● **GESTELLTE AUFGABE**: Bearbeite den Abschnitt der folgenden Daten, der mit der Zeile mit "199, row 37." beginnt und mit der Zeile mit "column 115, row 144" endet, indem du darin "blue" durch "purple" ersetzt. Gib nur diese Zeilen wieder und lass alles andere unverändert.

● **DIE DATEN**:

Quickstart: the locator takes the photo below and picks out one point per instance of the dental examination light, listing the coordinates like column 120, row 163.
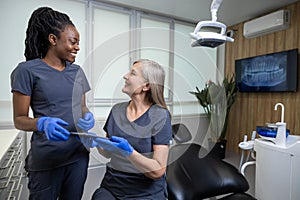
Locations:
column 210, row 33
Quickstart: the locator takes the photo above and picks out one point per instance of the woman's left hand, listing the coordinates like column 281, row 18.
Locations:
column 116, row 144
column 87, row 122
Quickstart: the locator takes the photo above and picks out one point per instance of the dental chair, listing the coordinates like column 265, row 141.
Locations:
column 193, row 174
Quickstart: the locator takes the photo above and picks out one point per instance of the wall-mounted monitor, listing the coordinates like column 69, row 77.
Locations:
column 274, row 72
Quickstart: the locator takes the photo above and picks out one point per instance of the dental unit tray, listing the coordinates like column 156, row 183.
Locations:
column 88, row 135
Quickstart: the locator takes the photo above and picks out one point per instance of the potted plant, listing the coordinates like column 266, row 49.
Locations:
column 216, row 100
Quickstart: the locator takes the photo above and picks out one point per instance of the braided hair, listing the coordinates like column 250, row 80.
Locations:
column 43, row 21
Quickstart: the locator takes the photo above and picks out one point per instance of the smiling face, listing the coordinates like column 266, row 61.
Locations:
column 66, row 46
column 135, row 83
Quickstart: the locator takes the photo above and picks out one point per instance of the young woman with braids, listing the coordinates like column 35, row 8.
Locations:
column 54, row 88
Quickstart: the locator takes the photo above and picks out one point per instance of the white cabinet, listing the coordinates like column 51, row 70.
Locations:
column 277, row 170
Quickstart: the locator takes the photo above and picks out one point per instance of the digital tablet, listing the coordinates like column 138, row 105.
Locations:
column 88, row 135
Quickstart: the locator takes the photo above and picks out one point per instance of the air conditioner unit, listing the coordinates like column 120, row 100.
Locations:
column 276, row 21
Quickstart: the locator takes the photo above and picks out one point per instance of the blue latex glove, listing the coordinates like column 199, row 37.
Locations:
column 53, row 128
column 89, row 142
column 87, row 122
column 115, row 144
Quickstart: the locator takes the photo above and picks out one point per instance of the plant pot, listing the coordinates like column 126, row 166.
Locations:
column 217, row 149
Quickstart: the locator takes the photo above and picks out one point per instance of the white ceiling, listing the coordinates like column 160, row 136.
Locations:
column 230, row 11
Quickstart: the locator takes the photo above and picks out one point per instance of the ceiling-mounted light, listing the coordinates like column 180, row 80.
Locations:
column 210, row 33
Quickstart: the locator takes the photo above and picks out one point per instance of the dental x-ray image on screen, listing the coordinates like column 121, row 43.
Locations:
column 275, row 72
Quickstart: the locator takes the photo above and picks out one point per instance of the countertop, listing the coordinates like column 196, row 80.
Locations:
column 6, row 139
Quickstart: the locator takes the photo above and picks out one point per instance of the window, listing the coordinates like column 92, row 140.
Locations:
column 121, row 36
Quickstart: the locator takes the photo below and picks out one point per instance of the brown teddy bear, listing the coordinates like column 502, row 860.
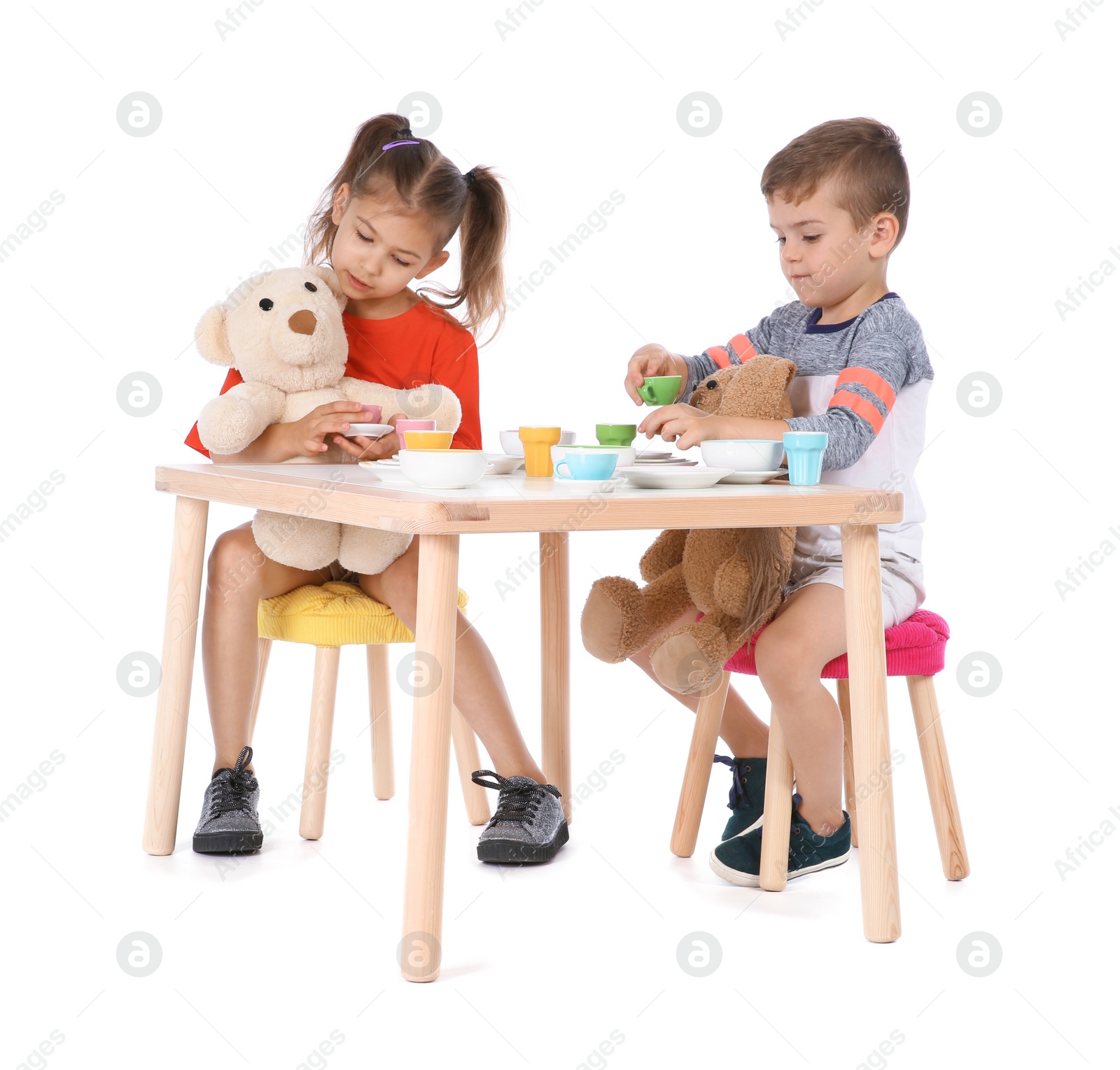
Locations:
column 736, row 577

● **VOLLSTÄNDIGE AUSGABE**:
Quickstart: the locator takes the photo above and picks out one point per instance of the purple latex glove, listing the coordinates like column 199, row 37.
Locations:
column 53, row 128
column 89, row 142
column 87, row 122
column 115, row 144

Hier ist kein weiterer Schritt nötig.